▶ _Written instruction_
Copy the records from the line with "Labeling batch C. For the image below, tag the purple" up to and including the line with "(1118, 113)", raising every pixel coordinate in the answers by 69. Keep all other lines unchanged, and leave out the pictures.

***** Data supplied

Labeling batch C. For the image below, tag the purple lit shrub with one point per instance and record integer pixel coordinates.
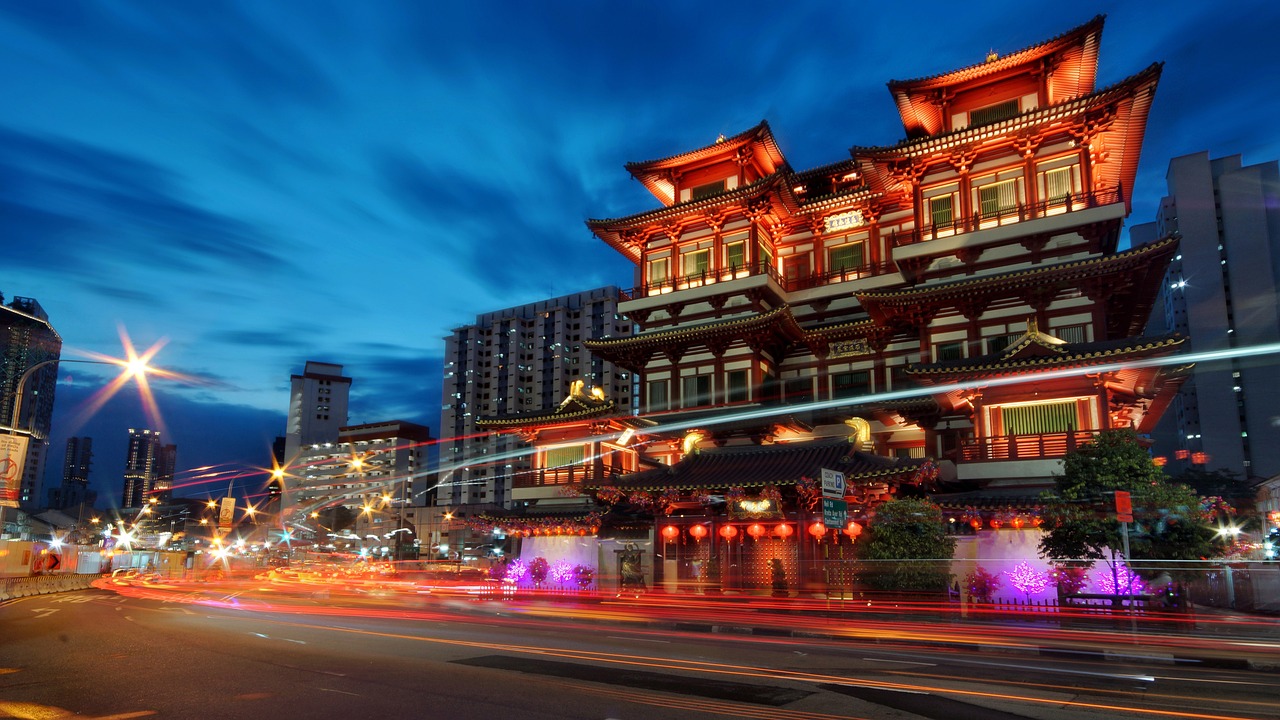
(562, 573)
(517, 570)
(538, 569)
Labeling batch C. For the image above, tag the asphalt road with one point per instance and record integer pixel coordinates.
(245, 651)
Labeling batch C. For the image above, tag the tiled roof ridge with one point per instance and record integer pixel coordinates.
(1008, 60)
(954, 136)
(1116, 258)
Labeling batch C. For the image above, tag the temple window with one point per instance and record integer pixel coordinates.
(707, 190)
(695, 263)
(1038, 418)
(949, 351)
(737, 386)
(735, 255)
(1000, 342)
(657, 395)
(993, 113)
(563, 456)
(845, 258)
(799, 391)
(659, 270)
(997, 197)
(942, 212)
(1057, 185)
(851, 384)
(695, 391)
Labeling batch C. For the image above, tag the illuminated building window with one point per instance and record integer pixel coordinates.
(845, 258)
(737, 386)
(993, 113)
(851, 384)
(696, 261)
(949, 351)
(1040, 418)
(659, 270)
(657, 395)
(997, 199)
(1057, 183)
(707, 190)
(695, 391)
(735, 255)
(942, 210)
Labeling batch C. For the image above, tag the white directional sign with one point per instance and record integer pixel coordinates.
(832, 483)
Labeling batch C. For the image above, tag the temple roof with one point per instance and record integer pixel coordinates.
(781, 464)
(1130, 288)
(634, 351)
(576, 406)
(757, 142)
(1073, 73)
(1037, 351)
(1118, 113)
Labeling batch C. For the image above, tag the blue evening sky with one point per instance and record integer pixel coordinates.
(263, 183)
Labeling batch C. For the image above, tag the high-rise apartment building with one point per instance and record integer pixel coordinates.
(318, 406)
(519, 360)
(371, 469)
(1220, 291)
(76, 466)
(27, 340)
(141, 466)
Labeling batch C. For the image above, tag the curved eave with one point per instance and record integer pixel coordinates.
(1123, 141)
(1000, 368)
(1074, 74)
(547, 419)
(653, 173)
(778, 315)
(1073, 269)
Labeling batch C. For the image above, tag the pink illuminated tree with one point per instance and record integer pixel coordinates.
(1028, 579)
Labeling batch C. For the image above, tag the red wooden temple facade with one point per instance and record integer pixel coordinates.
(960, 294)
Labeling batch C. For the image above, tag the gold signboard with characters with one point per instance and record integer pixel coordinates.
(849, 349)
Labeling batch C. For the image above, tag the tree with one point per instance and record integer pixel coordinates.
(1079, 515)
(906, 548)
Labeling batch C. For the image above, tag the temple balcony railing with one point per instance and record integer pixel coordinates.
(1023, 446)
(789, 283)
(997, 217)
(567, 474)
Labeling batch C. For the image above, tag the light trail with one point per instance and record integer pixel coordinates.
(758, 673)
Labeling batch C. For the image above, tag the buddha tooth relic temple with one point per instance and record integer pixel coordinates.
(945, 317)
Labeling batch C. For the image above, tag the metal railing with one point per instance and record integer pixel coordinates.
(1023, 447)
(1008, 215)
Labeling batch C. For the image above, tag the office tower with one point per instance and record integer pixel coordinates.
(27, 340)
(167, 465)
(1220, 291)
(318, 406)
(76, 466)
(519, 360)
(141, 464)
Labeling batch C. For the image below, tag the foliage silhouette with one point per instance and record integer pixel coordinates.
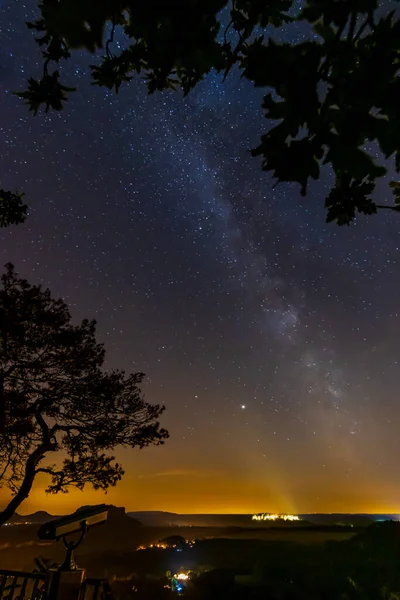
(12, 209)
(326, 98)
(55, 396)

**********
***** Data supplied

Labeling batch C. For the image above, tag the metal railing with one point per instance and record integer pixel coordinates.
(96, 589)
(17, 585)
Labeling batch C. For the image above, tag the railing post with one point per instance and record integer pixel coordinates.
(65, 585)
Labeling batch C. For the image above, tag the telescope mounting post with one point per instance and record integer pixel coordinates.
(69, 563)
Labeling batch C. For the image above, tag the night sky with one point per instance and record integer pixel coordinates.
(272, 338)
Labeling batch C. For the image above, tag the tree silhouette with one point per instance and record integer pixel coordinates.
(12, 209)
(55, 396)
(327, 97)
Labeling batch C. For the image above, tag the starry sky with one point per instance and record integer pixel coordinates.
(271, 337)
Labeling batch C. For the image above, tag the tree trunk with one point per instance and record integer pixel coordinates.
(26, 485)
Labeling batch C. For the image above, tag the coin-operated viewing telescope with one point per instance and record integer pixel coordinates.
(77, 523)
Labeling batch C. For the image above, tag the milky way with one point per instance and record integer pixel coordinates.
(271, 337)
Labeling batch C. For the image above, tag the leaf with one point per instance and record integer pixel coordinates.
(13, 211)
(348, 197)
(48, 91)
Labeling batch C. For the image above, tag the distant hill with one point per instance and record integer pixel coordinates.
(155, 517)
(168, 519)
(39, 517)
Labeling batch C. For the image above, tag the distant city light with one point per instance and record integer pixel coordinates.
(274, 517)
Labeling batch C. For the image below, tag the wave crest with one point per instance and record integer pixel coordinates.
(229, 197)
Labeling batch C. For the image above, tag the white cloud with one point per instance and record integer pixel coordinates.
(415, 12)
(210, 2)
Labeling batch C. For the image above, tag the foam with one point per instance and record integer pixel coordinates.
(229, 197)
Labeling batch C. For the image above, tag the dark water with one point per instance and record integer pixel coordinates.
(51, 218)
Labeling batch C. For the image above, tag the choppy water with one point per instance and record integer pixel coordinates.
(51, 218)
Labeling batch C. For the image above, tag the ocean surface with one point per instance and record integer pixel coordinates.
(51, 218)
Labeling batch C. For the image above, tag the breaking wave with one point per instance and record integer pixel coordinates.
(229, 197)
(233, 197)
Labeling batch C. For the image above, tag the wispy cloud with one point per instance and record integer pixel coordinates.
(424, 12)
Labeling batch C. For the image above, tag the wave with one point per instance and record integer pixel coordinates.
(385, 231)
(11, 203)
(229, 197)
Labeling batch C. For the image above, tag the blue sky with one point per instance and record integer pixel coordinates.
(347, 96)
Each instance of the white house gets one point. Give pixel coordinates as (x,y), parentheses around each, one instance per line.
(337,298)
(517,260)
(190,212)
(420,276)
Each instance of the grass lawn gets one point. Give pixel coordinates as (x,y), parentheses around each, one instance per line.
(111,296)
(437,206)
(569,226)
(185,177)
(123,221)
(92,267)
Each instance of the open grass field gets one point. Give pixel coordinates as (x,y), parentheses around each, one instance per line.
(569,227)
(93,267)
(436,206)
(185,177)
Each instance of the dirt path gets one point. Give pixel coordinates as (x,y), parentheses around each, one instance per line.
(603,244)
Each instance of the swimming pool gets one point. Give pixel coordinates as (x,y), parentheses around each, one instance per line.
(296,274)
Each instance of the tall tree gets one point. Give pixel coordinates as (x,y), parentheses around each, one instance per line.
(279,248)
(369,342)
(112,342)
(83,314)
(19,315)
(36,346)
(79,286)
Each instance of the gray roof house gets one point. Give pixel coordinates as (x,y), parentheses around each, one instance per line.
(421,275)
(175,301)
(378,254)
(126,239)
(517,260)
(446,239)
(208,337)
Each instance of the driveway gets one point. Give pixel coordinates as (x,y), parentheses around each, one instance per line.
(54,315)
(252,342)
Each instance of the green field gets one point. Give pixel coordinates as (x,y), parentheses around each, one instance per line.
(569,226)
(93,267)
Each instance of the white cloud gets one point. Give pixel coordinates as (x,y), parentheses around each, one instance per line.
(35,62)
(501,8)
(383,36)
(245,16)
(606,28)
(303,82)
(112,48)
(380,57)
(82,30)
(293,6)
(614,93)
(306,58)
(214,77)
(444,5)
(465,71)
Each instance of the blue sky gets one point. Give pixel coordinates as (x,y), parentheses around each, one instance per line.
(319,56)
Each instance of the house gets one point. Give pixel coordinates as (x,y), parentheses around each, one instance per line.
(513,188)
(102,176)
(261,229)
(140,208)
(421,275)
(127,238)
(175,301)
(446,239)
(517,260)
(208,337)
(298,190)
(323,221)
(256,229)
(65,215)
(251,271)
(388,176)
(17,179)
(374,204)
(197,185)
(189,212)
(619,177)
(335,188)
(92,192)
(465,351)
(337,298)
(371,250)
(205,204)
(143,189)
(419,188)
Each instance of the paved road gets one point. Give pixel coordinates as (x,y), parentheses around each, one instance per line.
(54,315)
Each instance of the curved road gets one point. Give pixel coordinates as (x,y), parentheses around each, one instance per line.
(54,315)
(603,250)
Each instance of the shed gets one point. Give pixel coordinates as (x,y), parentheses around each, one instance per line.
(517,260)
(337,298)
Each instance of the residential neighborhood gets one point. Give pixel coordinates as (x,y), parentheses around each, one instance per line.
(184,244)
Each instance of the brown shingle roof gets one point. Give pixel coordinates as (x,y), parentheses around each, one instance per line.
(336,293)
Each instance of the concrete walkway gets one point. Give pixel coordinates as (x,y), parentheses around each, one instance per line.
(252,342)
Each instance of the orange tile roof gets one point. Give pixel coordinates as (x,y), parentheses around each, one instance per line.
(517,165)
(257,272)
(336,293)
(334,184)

**********
***** Data supplied

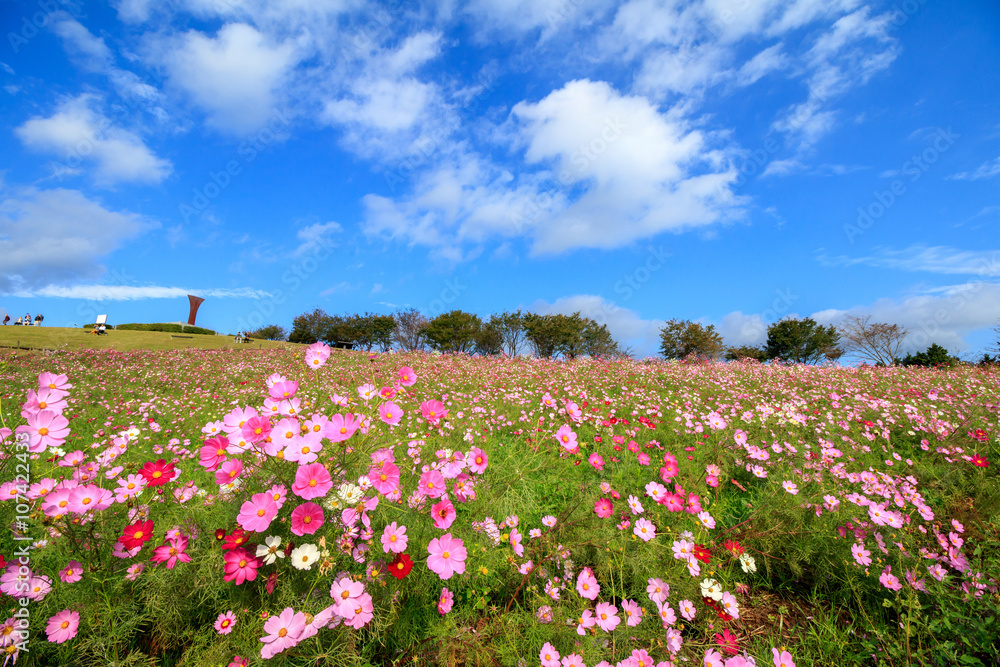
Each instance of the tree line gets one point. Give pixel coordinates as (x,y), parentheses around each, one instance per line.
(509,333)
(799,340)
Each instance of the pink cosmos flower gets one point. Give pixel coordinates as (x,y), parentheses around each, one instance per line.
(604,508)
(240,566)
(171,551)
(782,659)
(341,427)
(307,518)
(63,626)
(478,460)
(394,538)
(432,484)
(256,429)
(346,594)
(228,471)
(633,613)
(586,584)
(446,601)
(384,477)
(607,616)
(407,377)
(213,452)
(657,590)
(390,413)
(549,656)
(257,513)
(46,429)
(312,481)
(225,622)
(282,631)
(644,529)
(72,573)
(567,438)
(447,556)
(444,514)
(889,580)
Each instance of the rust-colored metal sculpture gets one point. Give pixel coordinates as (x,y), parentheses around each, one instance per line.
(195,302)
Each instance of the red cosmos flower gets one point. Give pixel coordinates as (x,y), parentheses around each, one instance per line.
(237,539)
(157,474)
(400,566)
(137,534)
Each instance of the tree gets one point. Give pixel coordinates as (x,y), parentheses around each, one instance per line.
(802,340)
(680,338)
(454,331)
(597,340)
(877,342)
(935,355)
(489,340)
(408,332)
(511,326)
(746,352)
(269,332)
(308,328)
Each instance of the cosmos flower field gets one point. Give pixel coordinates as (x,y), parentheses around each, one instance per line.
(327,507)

**********

▶ _Correct answer_
Labeling batch C. For the image below, tag the purple lit shrub with one point per instance and record integer pixel coordinates.
(631, 642)
(586, 639)
(607, 638)
Labeling batch C. For the image above, tag the asphalt road with one point per instance and record integer pixel coordinates.
(314, 720)
Labeling batch C. For the image above, tag the tiled roof ridge with one point per instance and record integer pixel coordinates.
(1077, 129)
(1023, 205)
(1185, 327)
Labeling batch C. For the image above, tag the temple window with one point per instance and record integer pixel coordinates.
(776, 259)
(764, 332)
(1107, 487)
(1018, 420)
(806, 455)
(804, 324)
(1069, 411)
(726, 464)
(1062, 182)
(632, 525)
(914, 327)
(868, 460)
(728, 339)
(1066, 266)
(1011, 281)
(1126, 254)
(920, 453)
(764, 460)
Labeling batch C. For the image above, tag the illuminated building window with one point per instance and record integer pixel coordinates.
(914, 327)
(806, 455)
(1062, 182)
(920, 453)
(765, 330)
(1018, 420)
(1109, 487)
(728, 339)
(726, 464)
(1066, 268)
(1126, 252)
(776, 259)
(764, 460)
(804, 324)
(1011, 279)
Labeling batch C. For the image above, tag the white directional sign with one point per instance and record integer pixel coordinates.
(901, 552)
Labeling batch C. For the image above, tag the temple roof with one point per instance and record integer pixel coordinates.
(850, 533)
(1199, 357)
(703, 420)
(645, 475)
(826, 211)
(1142, 142)
(1106, 420)
(1187, 182)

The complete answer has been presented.